---------- EXTRAIT PROPOSÉ

4. En l'espèce, pour refuser de délivrer un titre de séjour de Mme A... E..., le préfet du Val-de-Marne a estimé, en suivant l'avis du collège de médecins de l'OFII, que si son état de santé nécessitait une prise en charge médicale dont le défaut serait susceptible d'entraîner des conséquences d'une exceptionnelle gravité, elle pouvait bénéficier d'un traitement approprié dans son pays d'origine vers lequel elle pouvait voyager sans risque. Il ressort des pièces du dossier que Mme A... E... souffre d'une cardiopathie associée à une embolie pulmonaire, d'une dégénérescence précoce et est porteuse d'une bio-prothèse aortique nécessitant un suivi médical. Selon un certificat médical établi le 22 janvier 2021 par sa fille, cardiologue, confirmé par celui du 17 mars 2022 du professeur C..., cardiologue, son médecin traitant à l'Institut Mutualiste Monsouris, Mme A... E... bénéficie en France, ainsi qu'il ressort des ordonnances produites, d'un traitement à base d'un anticoagulant, l'Eliquis 5 mg, substance de l'Apixaban, seul traitement qu'elle tolère, étant allergique à d'autres molécules. Il ressort également des pièces du dossier, et notamment d'une attestation du 23 janvier 2021 de Mme D..., pharmacienne à Tunis, de copies d'écran de consultation du site de la pharmacie centrale de Tunis, que l'Eliquis 5 mg, n'est pas référencé en Tunisie, sans qu'aucun élément ne permette de considérer que cela aurait été le cas à la date de l'arrêté. De l'ensemble de ces éléments circonstanciés, qui ne sont pas contestés par la préfète du Val-de-Marne, qui s'était bornée à produire en première instance l'avis du collège de médecins de l'OFII, il ressort que Mme A... E... ne peut être regardée comme pouvant effectivement bénéficier d'un traitement approprié en cas de retour dans son pays d'origine. Dans ces conditions, en refusant de lui délivrer un titre de séjour en raison de son état de santé, le préfet du Val-de-Marne a fait une inexacte appréciation des dispositions du 11° de l'article L. 313-11 du code de l'entrée et du séjour des étrangers et du droit d'asile.
5. Il résulte de ce qui précède, et sans qu'il soit besoin d'examiner les autres moyens de la requête, que Mme A... E... veuve F... est fondée à soutenir que c'est à tort que par le jugement attaqué, le Tribunal administratif de Melun a rejeté sa demande et à demander l'annulation de l'arrêté du 25 février 2021 du préfet du Val-de-Marne.
Sur les conclusions aux fins d'injonction :
6. Eu égard au motif d'annulation retenu, en application des dispositions de l'article L. 911-1 du code de justice administrative, il y a lieu, sous réserve d'un changement substantiel dans la situation de droit ou de fait de l'intéressée, d'enjoindre à la préfète du Val-de-Marne de délivrer à Mme A... E... veuve F... une carte de séjour temporaire portant la mention " vie privée et familiale " dans le délai de trois mois à compter de la notification du présent arrêt et, dans l'attente, de la munir sans délai d'une autorisation provisoire de séjour. Il n'y a pas lieu, en l'état, d'assortir cette injonction d'une astreinte.

--------------------

Poursuivez l'extrait de décision de justice ci-dessus, relatif au refus de titre de séjour, à partir de sa dernière phrase.

---------- DONNÉES FOURNIES

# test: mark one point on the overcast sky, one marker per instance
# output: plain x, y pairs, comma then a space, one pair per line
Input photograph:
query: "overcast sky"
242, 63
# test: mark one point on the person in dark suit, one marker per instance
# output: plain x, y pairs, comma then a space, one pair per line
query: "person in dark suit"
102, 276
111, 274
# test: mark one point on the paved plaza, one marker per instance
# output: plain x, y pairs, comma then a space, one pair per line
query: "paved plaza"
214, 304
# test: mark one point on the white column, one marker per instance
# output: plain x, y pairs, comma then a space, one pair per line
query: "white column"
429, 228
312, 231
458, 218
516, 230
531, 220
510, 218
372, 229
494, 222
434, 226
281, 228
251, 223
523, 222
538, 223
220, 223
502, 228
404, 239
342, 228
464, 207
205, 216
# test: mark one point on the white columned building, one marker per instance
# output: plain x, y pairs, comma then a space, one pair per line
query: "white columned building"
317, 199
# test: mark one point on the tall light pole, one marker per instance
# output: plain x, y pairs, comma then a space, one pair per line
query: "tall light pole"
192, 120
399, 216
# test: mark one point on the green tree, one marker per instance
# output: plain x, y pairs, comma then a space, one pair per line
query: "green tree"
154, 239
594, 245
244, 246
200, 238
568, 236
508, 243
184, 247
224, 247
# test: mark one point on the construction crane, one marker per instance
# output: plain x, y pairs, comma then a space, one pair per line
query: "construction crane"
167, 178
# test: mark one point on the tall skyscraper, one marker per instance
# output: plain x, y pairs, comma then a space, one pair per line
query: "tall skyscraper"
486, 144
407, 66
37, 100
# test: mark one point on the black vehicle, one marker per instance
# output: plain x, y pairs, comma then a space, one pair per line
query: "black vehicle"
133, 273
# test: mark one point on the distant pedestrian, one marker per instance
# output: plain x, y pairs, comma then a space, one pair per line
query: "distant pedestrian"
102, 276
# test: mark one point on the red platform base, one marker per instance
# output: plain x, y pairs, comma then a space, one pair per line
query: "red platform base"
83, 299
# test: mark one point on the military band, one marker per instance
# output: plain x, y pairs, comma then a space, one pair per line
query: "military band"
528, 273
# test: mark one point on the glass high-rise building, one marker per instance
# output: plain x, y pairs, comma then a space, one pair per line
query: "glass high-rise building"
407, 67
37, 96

--------------------

*RÉPONSE ATTENDUE*
Sur les frais liés au litige :
7. Il y a lieu, dans les circonstances de l'espèce, de mettre à la charge de l'Etat la somme de 1 500 euros à verser à Me Gafsia sur le fondement de l'article L. 761-1 du code de justice administrative et de l'article 37 de la loi du 10 juillet 1991, sous réserve que Me Gafsia renonce à percevoir la somme correspondant à la part contributive de l'Etat.
D E C I D E :
Article 1er : Le jugement n° 2102141 du 4 novembre 2021 du Tribunal administratif de Melun est annulé.
Article 2 : L'arrêté du 25 février 2021 du préfet du Val-de-Marne est annulé.
Article 3 : Il est enjoint à la préfète du Val-de-Marne de délivrer à Mme A... E... veuve F... une carte de séjour temporaire portant la mention " vie privée et familiale " dans le délai de trois mois à compter de la notification du présent arrêt.
Article 4 : L'Etat versera la somme de 1 500 euros à Me Gafsia, en application des dispositions de l'article L. 761-1 du code de justice administrative et de l'article 37 de la loi du 10 juillet 1991, sous réserve que Me Gafsia renonce à percevoir la somme correspondant à la part contributive de l'Etat.
Article 5 : Le présent jugement sera notifié à Mme G... A... E... veuve F... et au ministre de l'intérieur et des outre-mer.
Copie en sera adressée à la préfète du Val-de-Marne.
Délibéré après l'audience du 5 décembre 2022, à laquelle siégeaient :
- M. Le Goff, président de chambre,
- Mme Jayer, première conseillère,
- Mme Collet, première conseillère.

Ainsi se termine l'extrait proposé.